DIRECTIVE – Repeat exactly, and only, the lines from the one containing "Target: dark patterned t-shirt" through the end of the records.
================
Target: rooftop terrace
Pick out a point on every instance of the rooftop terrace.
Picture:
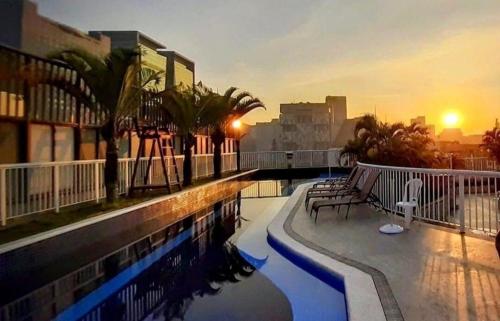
(433, 273)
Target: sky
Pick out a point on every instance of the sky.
(400, 58)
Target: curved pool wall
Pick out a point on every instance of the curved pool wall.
(313, 294)
(361, 296)
(252, 298)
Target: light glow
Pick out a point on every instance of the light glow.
(236, 124)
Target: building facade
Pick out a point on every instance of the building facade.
(180, 70)
(43, 123)
(24, 29)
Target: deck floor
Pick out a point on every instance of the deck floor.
(435, 273)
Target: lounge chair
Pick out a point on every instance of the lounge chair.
(337, 190)
(364, 196)
(355, 174)
(336, 180)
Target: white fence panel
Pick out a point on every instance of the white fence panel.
(462, 198)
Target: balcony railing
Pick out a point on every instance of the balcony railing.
(38, 187)
(296, 159)
(469, 200)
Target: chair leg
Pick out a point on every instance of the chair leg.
(347, 212)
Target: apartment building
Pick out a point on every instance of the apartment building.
(42, 123)
(303, 126)
(25, 29)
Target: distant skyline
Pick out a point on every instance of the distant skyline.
(404, 58)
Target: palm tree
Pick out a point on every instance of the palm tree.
(391, 144)
(491, 141)
(115, 84)
(189, 110)
(225, 109)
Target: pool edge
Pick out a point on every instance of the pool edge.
(363, 300)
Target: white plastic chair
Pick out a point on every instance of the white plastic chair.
(410, 199)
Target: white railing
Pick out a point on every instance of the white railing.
(295, 159)
(37, 187)
(263, 160)
(480, 164)
(462, 198)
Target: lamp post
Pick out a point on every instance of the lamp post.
(236, 127)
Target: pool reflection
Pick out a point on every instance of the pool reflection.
(177, 273)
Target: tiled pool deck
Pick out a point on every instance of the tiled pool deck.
(434, 273)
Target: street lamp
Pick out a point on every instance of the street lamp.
(237, 135)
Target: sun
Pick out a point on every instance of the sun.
(451, 119)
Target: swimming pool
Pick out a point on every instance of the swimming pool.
(214, 265)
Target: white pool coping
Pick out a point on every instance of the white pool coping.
(363, 302)
(32, 239)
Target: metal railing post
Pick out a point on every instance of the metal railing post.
(3, 196)
(461, 203)
(96, 181)
(56, 188)
(125, 176)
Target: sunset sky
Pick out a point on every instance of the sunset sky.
(406, 58)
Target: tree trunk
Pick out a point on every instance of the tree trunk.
(187, 165)
(217, 161)
(111, 170)
(238, 156)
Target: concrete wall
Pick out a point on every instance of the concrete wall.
(23, 28)
(41, 143)
(9, 143)
(65, 144)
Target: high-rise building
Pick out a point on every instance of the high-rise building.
(180, 70)
(303, 126)
(23, 28)
(150, 57)
(312, 125)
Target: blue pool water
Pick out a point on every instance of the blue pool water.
(216, 265)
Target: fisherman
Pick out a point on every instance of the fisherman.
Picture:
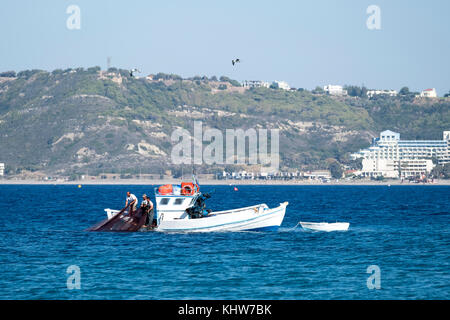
(147, 205)
(131, 201)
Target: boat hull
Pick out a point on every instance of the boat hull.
(258, 218)
(324, 226)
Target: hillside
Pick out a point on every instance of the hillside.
(70, 121)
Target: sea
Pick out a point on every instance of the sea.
(397, 246)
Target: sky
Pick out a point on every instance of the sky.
(306, 43)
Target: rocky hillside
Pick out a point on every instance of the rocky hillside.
(69, 121)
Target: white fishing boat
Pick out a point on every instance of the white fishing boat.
(183, 209)
(325, 226)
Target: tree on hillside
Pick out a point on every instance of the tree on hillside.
(8, 74)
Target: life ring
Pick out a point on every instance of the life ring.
(190, 189)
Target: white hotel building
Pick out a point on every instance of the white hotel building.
(394, 158)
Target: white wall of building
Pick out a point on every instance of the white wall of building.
(429, 93)
(282, 85)
(335, 90)
(255, 84)
(391, 93)
(392, 158)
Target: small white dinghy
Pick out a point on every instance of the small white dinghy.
(325, 226)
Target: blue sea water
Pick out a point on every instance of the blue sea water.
(404, 230)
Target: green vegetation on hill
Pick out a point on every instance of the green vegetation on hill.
(74, 120)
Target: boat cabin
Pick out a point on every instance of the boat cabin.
(173, 200)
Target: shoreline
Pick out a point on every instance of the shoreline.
(225, 182)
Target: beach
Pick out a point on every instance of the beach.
(223, 182)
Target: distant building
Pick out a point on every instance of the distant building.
(255, 84)
(316, 175)
(281, 85)
(390, 157)
(429, 93)
(391, 93)
(335, 90)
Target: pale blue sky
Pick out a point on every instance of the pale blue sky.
(306, 43)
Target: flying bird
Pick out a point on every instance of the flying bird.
(132, 71)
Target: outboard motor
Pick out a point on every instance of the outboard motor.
(198, 210)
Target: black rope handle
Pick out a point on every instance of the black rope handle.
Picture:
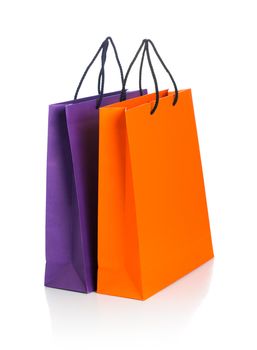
(145, 46)
(103, 48)
(101, 77)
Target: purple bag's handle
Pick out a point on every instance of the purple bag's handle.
(101, 77)
(145, 46)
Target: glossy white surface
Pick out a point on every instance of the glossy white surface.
(210, 47)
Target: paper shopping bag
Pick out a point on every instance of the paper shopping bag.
(72, 176)
(153, 225)
(71, 206)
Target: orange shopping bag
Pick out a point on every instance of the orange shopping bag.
(153, 225)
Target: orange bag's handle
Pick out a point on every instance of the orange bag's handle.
(145, 46)
(101, 77)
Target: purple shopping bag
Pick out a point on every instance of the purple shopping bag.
(71, 205)
(72, 186)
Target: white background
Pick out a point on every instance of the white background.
(209, 46)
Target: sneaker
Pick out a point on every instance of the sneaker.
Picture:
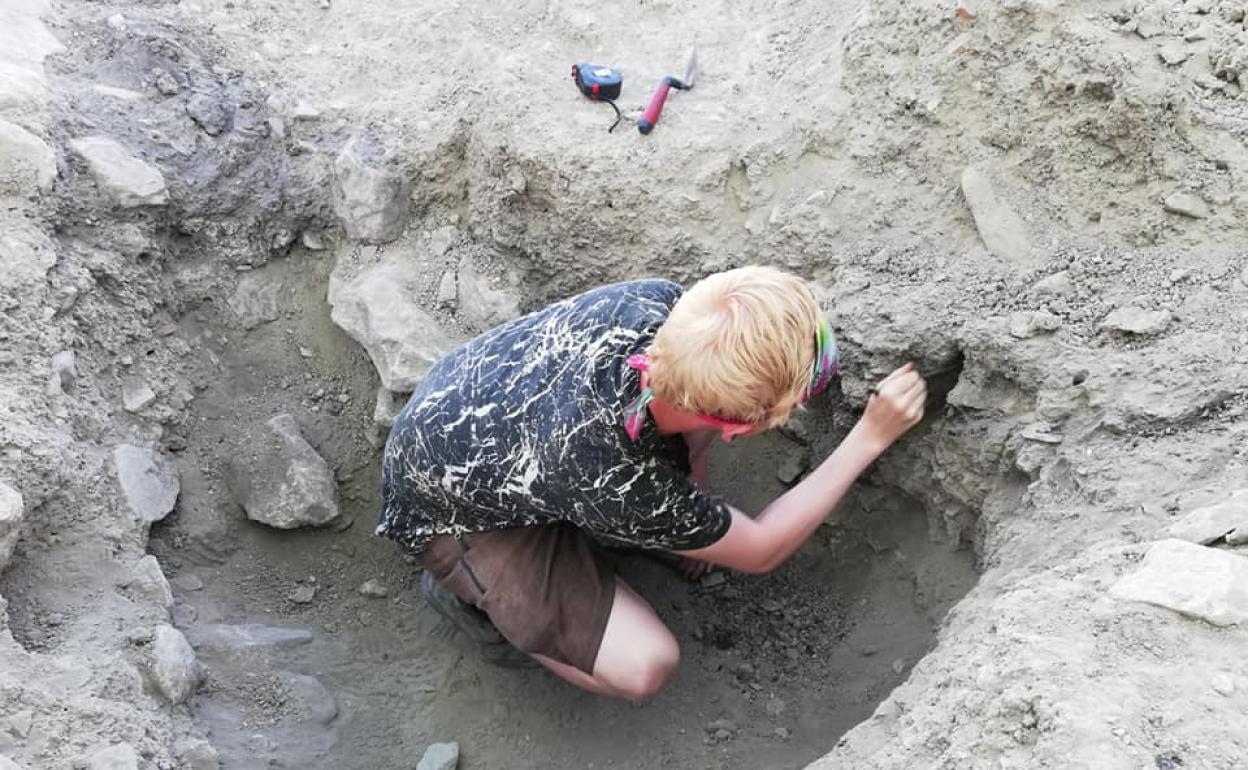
(473, 624)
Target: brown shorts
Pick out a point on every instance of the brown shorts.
(548, 589)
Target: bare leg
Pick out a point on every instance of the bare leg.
(637, 657)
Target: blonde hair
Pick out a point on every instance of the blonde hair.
(739, 345)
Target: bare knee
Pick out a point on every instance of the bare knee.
(652, 672)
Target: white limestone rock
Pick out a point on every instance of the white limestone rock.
(1194, 580)
(172, 665)
(121, 176)
(13, 511)
(1226, 519)
(28, 165)
(1004, 232)
(149, 482)
(370, 200)
(282, 482)
(378, 308)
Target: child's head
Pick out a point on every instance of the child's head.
(739, 345)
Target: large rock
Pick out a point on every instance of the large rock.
(26, 162)
(378, 308)
(370, 200)
(1191, 579)
(172, 667)
(486, 301)
(121, 176)
(11, 513)
(281, 481)
(439, 756)
(1136, 321)
(1002, 231)
(121, 756)
(147, 479)
(1226, 519)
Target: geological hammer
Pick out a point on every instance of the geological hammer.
(659, 97)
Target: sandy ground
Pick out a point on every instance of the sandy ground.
(1042, 199)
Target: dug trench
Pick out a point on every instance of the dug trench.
(302, 669)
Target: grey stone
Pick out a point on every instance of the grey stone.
(1031, 323)
(172, 667)
(120, 175)
(256, 300)
(387, 408)
(65, 368)
(281, 481)
(378, 308)
(310, 701)
(1226, 519)
(370, 201)
(13, 511)
(448, 290)
(232, 638)
(486, 302)
(1136, 321)
(136, 394)
(195, 754)
(121, 756)
(149, 482)
(1187, 205)
(1004, 232)
(26, 162)
(1194, 580)
(210, 112)
(147, 579)
(439, 756)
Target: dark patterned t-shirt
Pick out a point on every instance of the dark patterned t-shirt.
(524, 426)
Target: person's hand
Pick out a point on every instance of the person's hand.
(895, 406)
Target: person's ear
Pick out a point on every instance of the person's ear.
(729, 432)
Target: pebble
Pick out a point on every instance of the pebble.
================
FINISHED TASK –
Target: dark patterned t-shirt
Pick out a point on every instance of the dark patterned t-shirt.
(524, 426)
Target: person's hand
Pick out a point on every instance of the person's hand.
(895, 406)
Target: person's ear
Pick out a point on every instance of the person's ear.
(729, 432)
Target: pebble
Pick out a point on every instance of the pebble.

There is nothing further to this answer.